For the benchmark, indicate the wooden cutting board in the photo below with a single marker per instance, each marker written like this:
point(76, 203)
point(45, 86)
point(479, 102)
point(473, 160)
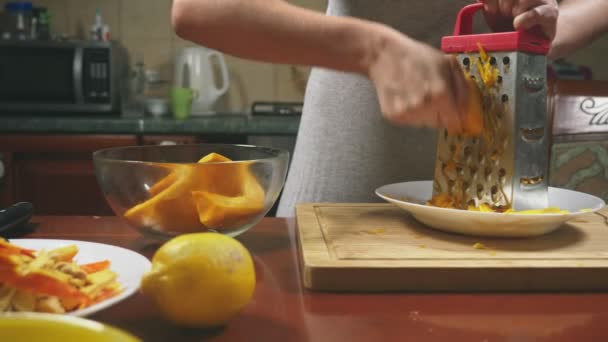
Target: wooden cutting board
point(379, 247)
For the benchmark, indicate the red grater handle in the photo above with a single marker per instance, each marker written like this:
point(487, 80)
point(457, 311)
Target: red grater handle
point(464, 20)
point(463, 40)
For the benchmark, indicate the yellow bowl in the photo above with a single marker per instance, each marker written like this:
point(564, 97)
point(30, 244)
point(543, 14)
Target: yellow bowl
point(41, 327)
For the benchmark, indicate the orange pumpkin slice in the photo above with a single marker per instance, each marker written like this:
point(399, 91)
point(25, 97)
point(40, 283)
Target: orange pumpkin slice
point(171, 206)
point(216, 195)
point(473, 122)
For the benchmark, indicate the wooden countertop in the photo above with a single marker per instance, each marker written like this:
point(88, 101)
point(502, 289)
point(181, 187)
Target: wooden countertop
point(282, 310)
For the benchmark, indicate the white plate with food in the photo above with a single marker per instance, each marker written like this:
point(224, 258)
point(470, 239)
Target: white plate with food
point(111, 274)
point(413, 196)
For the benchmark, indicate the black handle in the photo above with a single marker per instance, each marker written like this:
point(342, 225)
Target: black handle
point(14, 216)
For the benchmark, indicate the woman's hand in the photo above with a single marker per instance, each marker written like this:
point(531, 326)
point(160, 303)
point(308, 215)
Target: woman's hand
point(416, 84)
point(504, 15)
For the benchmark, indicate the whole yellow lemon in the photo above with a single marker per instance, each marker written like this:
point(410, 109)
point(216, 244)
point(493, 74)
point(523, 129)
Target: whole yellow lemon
point(200, 279)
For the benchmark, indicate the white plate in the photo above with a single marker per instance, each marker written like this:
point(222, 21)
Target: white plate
point(130, 266)
point(412, 196)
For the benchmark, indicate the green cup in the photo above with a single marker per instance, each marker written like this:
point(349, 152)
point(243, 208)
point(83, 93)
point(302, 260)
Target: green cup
point(181, 100)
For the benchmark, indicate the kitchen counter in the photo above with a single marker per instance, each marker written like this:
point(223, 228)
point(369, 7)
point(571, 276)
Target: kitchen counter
point(239, 124)
point(282, 310)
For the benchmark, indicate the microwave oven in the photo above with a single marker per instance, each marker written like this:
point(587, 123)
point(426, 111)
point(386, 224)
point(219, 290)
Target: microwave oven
point(60, 76)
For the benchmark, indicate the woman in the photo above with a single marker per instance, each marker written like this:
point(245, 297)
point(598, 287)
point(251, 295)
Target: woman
point(378, 87)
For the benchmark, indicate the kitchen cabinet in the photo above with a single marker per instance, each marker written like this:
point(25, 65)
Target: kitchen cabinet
point(55, 172)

» What you need to do:
Please output the lines of the listing above as a numbered list, beginning with the line that contains "For the benchmark, indicate the woman's" and continuing through the line that contains "point(504, 15)", with any blank lines left out.

» Result of this exercise:
1. For the benchmark, indicate the woman's hand in the photo above with a single marker per instance, each marker written like this:
2. point(531, 326)
3. point(160, 303)
4. point(308, 215)
5. Target: woman's hand
6. point(416, 84)
7. point(504, 15)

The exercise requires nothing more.